◆ Extracted records
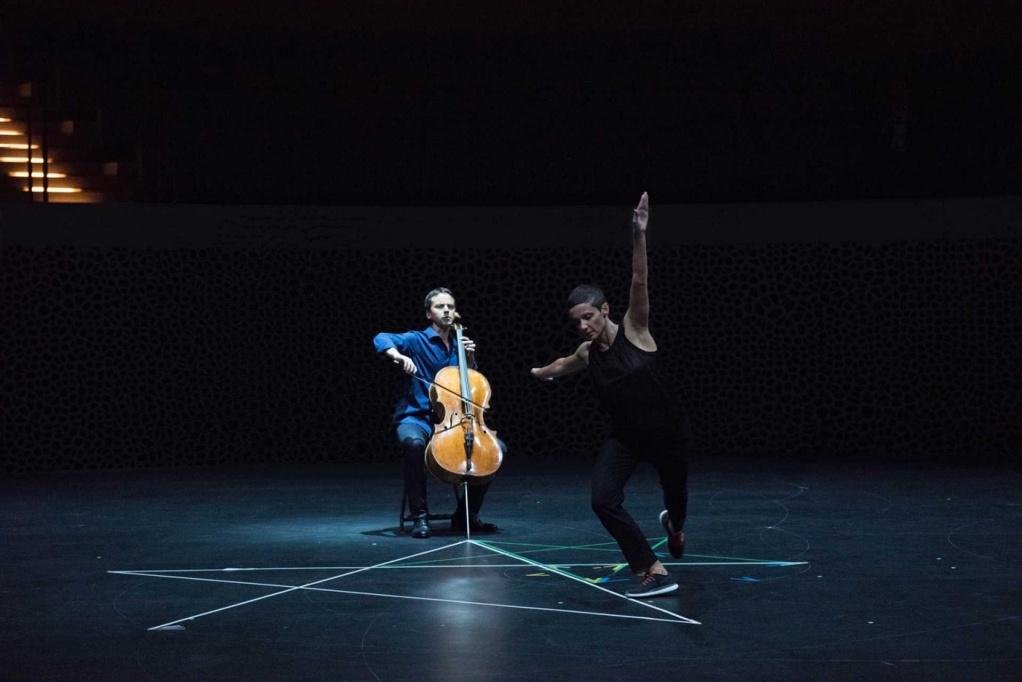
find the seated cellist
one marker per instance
(422, 354)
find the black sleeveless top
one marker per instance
(632, 387)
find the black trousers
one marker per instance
(615, 462)
(413, 445)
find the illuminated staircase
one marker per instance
(75, 170)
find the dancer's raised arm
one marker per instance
(637, 316)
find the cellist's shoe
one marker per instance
(676, 539)
(421, 529)
(474, 525)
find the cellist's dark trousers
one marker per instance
(615, 462)
(413, 441)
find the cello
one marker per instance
(462, 449)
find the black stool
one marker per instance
(405, 516)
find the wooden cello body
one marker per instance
(462, 448)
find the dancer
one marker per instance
(648, 424)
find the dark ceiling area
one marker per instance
(432, 103)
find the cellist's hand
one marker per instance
(404, 361)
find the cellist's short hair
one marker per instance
(587, 293)
(435, 292)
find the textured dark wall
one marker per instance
(132, 356)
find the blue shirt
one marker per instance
(427, 351)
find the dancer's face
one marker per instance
(442, 310)
(589, 320)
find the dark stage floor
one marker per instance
(792, 572)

◆ Work task
Count the lines of the data that hold the word "cellist". Report the count and nothing more.

◆ Response area
5